* START Exercise materials *
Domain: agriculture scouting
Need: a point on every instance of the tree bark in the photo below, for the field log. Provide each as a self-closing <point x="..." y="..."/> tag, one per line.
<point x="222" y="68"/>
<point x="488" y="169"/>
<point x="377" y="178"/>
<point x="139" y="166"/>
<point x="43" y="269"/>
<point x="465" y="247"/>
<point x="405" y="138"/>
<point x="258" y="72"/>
* END Exercise materials *
- **Short problem**
Repeat every entry exactly as written above.

- **Response for this exercise**
Domain: agriculture scouting
Need: a point on every instance of the tree bark in the photo below, for the field log. Provide each as a self-closing <point x="..." y="..."/> tag, one per line.
<point x="222" y="68"/>
<point x="488" y="169"/>
<point x="377" y="178"/>
<point x="139" y="166"/>
<point x="43" y="269"/>
<point x="465" y="247"/>
<point x="405" y="138"/>
<point x="258" y="72"/>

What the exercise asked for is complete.